*Do this:* Reproduce every line from the beginning of the items through the line containing "M 162 46 L 164", requests included, but leave out the pictures. Scale each coordinate in the answer paths by 1.25 and round to whole numbers, with halves rounded up. Keep all numbers in the requests and their format samples unchanged.

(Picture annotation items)
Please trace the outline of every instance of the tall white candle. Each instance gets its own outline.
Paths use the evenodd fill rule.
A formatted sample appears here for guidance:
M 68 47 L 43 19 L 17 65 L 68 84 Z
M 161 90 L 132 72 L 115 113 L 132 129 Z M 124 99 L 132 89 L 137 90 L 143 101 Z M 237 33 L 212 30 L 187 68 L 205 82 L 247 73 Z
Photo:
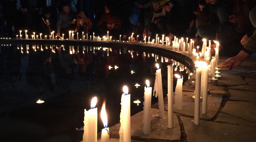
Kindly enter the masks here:
M 216 48 L 215 48 L 215 65 L 219 64 L 219 49 Z M 215 68 L 214 67 L 214 69 Z
M 162 46 L 164 46 L 164 41 L 165 40 L 165 35 L 162 36 Z M 166 42 L 166 41 L 165 41 Z
M 109 142 L 109 128 L 107 127 L 107 117 L 106 112 L 105 103 L 104 101 L 101 111 L 101 117 L 104 126 L 104 128 L 101 130 L 101 142 Z
M 195 98 L 195 111 L 194 123 L 199 125 L 200 120 L 200 98 L 201 87 L 201 69 L 200 65 L 197 65 L 198 68 L 196 69 L 196 86 Z
M 168 127 L 174 127 L 173 120 L 173 74 L 172 65 L 167 66 L 168 70 Z
M 206 63 L 204 63 L 202 71 L 203 77 L 203 82 L 202 83 L 203 84 L 203 102 L 202 103 L 202 114 L 207 114 L 207 99 L 208 94 L 208 75 L 209 72 L 209 67 Z
M 121 126 L 119 130 L 120 142 L 130 142 L 131 140 L 131 95 L 128 94 L 126 86 L 123 88 L 124 93 L 121 97 L 121 112 L 120 113 Z
M 175 89 L 175 93 L 174 95 L 174 107 L 178 109 L 182 109 L 182 83 L 183 78 L 177 74 L 174 75 L 178 80 L 177 80 L 177 85 Z
M 161 73 L 161 69 L 159 68 L 159 65 L 156 64 L 155 66 L 157 70 L 156 73 L 156 79 L 157 81 L 157 87 L 158 97 L 158 105 L 159 110 L 160 111 L 160 117 L 163 118 L 165 117 L 165 108 L 164 106 L 164 96 L 163 93 L 163 86 L 162 85 L 162 75 Z M 155 89 L 154 88 L 154 90 Z M 157 96 L 156 95 L 156 97 Z
M 157 44 L 157 36 L 158 35 L 157 34 L 155 36 L 155 44 Z
M 97 98 L 94 97 L 91 100 L 91 109 L 88 111 L 84 109 L 83 142 L 97 141 L 98 110 L 97 107 L 93 108 L 96 106 L 97 101 Z
M 143 117 L 143 132 L 146 135 L 150 133 L 150 110 L 151 108 L 152 87 L 149 87 L 149 81 L 146 81 L 147 87 L 144 88 L 144 114 Z

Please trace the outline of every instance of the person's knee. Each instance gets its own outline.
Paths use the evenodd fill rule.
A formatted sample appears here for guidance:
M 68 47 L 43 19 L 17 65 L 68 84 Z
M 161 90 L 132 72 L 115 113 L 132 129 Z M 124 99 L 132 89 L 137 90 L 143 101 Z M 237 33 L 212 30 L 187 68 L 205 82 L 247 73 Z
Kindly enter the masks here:
M 254 27 L 256 27 L 256 19 L 255 18 L 256 17 L 256 6 L 250 11 L 249 17 L 250 18 L 251 22 L 251 24 Z

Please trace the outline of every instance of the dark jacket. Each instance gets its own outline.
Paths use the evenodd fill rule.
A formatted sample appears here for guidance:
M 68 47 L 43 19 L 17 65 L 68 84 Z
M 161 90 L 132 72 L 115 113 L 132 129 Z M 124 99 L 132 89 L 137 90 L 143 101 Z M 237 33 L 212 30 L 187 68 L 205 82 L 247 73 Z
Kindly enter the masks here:
M 68 14 L 62 10 L 57 21 L 57 30 L 60 31 L 61 28 L 66 28 L 69 26 L 74 19 L 76 19 L 76 13 L 71 9 Z

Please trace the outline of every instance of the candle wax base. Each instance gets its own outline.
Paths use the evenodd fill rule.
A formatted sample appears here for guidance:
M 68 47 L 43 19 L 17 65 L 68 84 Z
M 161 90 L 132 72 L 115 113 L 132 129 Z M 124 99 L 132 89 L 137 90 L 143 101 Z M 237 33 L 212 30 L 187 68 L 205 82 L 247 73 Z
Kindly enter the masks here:
M 211 79 L 211 82 L 212 83 L 217 83 L 218 82 L 218 79 L 217 78 Z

*Solution to this problem:*
Please trace the outline of every instance of the tall white candle. Each instance gets its own outline.
Paths use the evenodd fill rule.
A formatted sample appears here for guidance:
M 68 47 L 43 19 L 17 65 L 68 84 Z
M 161 90 L 132 72 L 115 113 L 132 129 Z M 124 99 L 132 89 L 137 90 L 143 101 Z M 237 33 L 212 30 L 187 68 L 205 82 L 247 73 Z
Photo:
Kindly enter the masks here:
M 270 60 L 269 60 L 269 81 L 274 80 L 274 61 Z M 269 85 L 268 84 L 268 86 Z
M 203 58 L 205 58 L 205 51 L 206 50 L 206 44 L 203 45 Z M 208 53 L 208 51 L 206 51 Z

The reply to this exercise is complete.